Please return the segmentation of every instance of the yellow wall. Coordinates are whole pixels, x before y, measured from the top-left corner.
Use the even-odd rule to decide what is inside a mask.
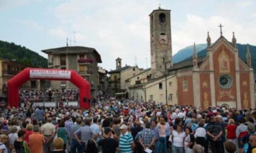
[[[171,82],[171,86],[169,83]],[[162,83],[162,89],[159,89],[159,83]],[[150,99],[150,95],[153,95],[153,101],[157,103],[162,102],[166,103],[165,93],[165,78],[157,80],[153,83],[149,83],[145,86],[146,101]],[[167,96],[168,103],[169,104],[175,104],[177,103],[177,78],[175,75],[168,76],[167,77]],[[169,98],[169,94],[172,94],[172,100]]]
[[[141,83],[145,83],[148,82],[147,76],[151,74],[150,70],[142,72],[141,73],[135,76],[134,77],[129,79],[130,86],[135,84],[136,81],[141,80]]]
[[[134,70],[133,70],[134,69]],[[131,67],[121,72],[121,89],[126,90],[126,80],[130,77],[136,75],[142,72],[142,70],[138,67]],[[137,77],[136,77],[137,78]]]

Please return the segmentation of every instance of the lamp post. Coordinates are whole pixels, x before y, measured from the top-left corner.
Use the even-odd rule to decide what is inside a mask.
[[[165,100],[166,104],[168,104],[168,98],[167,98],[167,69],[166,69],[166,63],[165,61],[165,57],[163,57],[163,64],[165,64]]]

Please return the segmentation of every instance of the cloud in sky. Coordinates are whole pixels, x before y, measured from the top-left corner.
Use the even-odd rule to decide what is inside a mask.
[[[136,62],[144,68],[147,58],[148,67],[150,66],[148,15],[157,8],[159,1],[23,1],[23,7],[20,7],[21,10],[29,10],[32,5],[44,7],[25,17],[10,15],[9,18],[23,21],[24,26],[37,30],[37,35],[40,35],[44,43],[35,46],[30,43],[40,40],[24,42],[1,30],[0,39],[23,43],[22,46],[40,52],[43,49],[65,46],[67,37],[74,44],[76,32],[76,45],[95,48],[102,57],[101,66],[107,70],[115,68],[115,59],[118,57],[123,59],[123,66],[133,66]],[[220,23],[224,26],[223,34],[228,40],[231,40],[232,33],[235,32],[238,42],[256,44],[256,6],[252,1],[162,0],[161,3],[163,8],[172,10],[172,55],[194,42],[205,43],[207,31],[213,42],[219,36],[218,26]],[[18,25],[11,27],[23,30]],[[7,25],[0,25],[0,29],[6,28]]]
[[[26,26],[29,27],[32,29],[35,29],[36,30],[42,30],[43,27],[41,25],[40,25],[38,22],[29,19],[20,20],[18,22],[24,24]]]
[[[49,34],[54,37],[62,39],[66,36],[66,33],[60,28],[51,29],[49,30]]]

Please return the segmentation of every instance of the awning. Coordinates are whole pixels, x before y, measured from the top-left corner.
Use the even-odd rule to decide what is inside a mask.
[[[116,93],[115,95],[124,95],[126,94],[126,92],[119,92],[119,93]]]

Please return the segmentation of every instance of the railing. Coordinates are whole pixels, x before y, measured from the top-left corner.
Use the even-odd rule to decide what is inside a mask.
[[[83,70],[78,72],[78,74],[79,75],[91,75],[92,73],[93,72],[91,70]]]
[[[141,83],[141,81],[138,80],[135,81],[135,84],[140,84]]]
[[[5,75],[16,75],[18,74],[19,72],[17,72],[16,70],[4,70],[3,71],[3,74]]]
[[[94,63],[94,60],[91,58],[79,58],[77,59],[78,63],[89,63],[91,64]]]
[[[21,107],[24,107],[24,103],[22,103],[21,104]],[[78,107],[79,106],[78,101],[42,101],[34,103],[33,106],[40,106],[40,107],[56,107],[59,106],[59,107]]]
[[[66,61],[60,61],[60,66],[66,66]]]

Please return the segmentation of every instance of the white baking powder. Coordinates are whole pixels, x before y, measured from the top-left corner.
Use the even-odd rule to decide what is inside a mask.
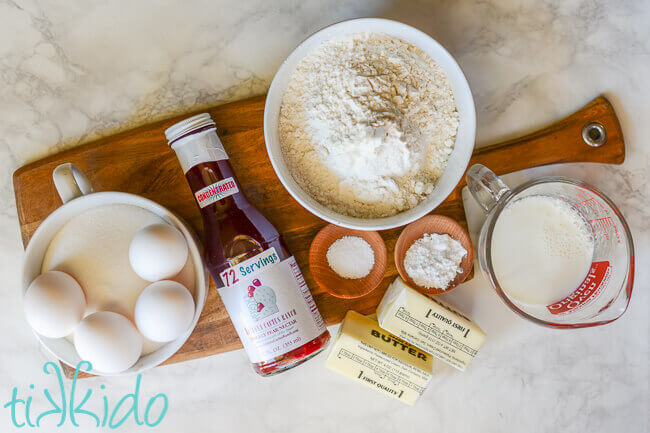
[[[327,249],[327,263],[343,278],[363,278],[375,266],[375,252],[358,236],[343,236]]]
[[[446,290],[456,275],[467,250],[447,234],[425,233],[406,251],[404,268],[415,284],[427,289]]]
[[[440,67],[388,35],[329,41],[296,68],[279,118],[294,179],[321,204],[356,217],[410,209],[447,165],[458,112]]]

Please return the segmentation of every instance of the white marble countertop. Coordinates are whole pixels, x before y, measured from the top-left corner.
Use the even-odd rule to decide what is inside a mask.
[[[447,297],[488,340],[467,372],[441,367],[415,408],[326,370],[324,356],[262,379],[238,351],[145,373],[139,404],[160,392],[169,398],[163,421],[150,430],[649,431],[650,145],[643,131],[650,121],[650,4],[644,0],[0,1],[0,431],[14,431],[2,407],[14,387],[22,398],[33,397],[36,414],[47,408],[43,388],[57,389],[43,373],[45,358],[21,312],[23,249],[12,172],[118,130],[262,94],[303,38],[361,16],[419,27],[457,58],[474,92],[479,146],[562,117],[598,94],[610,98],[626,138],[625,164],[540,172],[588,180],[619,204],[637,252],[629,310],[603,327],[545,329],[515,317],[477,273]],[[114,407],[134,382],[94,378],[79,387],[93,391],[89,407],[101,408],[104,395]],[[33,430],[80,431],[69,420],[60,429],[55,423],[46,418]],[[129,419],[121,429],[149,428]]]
┄┄┄┄┄┄┄┄┄┄
■ **PROBLEM TO SOLVE**:
Reproduce the entire listing above verbatim, but leave out the pictures.

■ **RESPONSE**:
Please return the segmentation of every instance of the yellow wall. Coordinates are whole pixels, x before y, measured from the top-left corner.
Use the even-odd rule to decide what is inside a mask.
[[[171,82],[171,86],[169,83]],[[162,83],[162,89],[159,89],[159,83]],[[150,99],[150,95],[153,95],[153,101],[157,103],[162,102],[166,103],[165,93],[165,78],[157,80],[153,83],[149,83],[145,86],[146,101]],[[167,96],[168,103],[169,104],[175,104],[177,103],[177,78],[175,75],[168,76],[167,77]],[[169,98],[169,94],[172,94],[172,100]]]
[[[141,83],[145,83],[148,82],[147,76],[151,74],[150,70],[142,72],[141,73],[135,76],[134,77],[129,79],[130,86],[135,84],[136,81],[141,80]]]
[[[134,70],[133,70],[134,69]],[[131,67],[121,72],[121,89],[126,90],[126,80],[130,77],[136,75],[142,72],[142,70],[138,67]],[[137,77],[136,77],[137,78]]]

Please return the segmentation of every instance of the lamp post. Coordinates are whole pixels, x before y, measured from the top-left corner.
Use the even-odd rule to decide what is inside a mask.
[[[165,100],[166,104],[168,104],[168,98],[167,98],[167,69],[166,69],[166,63],[165,61],[165,57],[163,57],[163,64],[165,64]]]

Please return the segmentation of every instance of the cloud in sky. Coordinates are whole pixels, x before y, measured from the top-left corner.
Use the even-odd rule to decide what is inside a mask.
[[[136,62],[144,68],[147,58],[148,67],[150,66],[148,15],[157,8],[159,1],[23,1],[23,7],[20,7],[21,10],[29,10],[32,5],[44,7],[25,17],[10,15],[9,18],[23,21],[24,26],[37,30],[37,35],[40,35],[44,43],[35,46],[30,43],[40,40],[24,42],[1,30],[0,39],[23,43],[22,46],[40,52],[43,49],[65,46],[67,37],[74,44],[76,32],[76,45],[95,48],[102,57],[101,66],[107,70],[115,68],[115,59],[118,57],[123,59],[123,66],[133,66]],[[220,23],[224,26],[223,34],[228,40],[231,40],[232,33],[235,32],[238,42],[256,44],[256,6],[252,1],[162,0],[161,3],[163,8],[172,10],[172,55],[194,42],[205,43],[207,31],[213,42],[219,36],[218,26]],[[18,25],[11,27],[23,30]],[[7,25],[0,25],[0,29],[6,28]]]
[[[26,26],[29,27],[32,29],[35,29],[36,30],[42,30],[43,27],[41,25],[40,25],[38,22],[29,19],[20,20],[18,22],[24,24]]]
[[[49,34],[54,37],[62,39],[66,36],[66,33],[60,28],[51,29],[49,30]]]

Please return the segmentation of every instance of the awning. Coordinates are whole pixels, x before y, measured from the top-left corner.
Use the even-odd rule to decide what is inside a mask.
[[[116,93],[115,95],[124,95],[126,94],[126,92],[119,92],[119,93]]]

Please return the segmentation of every instance of the railing. Coordinates are whole pixels, x before y, measured from the top-left corner.
Use the even-odd rule to decide what is inside a mask.
[[[83,70],[78,72],[78,74],[79,75],[91,75],[92,73],[93,72],[91,70]]]
[[[141,83],[141,81],[138,80],[135,81],[135,84],[140,84]]]
[[[5,75],[16,75],[18,74],[19,72],[17,72],[16,70],[4,70],[3,71],[3,74]]]
[[[94,63],[94,60],[91,58],[79,58],[77,59],[78,63],[89,63],[91,64]]]
[[[21,107],[24,107],[24,103],[22,103],[21,104]],[[78,107],[79,106],[78,101],[42,101],[34,103],[33,106],[40,106],[40,107],[56,107],[59,106],[59,107]]]
[[[66,61],[60,61],[60,66],[66,66]]]

Please return the segmentation of every instance of the white baking powder. Coordinates are whole pixels, x before y, measured from the top-left corner.
Use the even-odd rule to decide what is inside a mask.
[[[327,249],[327,263],[343,278],[363,278],[375,266],[375,252],[358,236],[343,236]]]
[[[446,290],[456,275],[467,250],[447,234],[425,233],[406,251],[404,268],[415,284],[427,289]]]
[[[440,67],[388,35],[329,41],[296,68],[279,118],[294,179],[321,204],[356,217],[410,209],[447,165],[458,112]]]

Please return the segmentation of every instance of the white marble countertop. Coordinates are whole pixels, x before y, measured from the top-left corner.
Use the even-odd rule to decide what is inside a mask.
[[[447,297],[488,340],[467,372],[441,367],[415,408],[326,370],[324,356],[262,379],[238,351],[145,373],[139,404],[160,392],[169,398],[163,421],[150,430],[649,431],[650,145],[643,131],[650,121],[650,4],[644,0],[0,1],[0,431],[14,431],[2,407],[14,387],[22,398],[33,397],[36,414],[47,408],[43,388],[57,389],[43,373],[45,358],[21,312],[23,249],[12,172],[118,130],[262,94],[303,38],[361,16],[419,27],[457,58],[474,92],[479,146],[562,117],[598,94],[610,98],[626,138],[625,164],[540,172],[588,180],[619,204],[637,252],[629,310],[603,327],[545,329],[515,317],[477,273]],[[114,407],[134,382],[94,378],[79,387],[93,391],[89,407],[101,408],[104,395]],[[33,430],[80,431],[69,420],[60,429],[55,423],[46,418]],[[129,419],[121,429],[149,428]]]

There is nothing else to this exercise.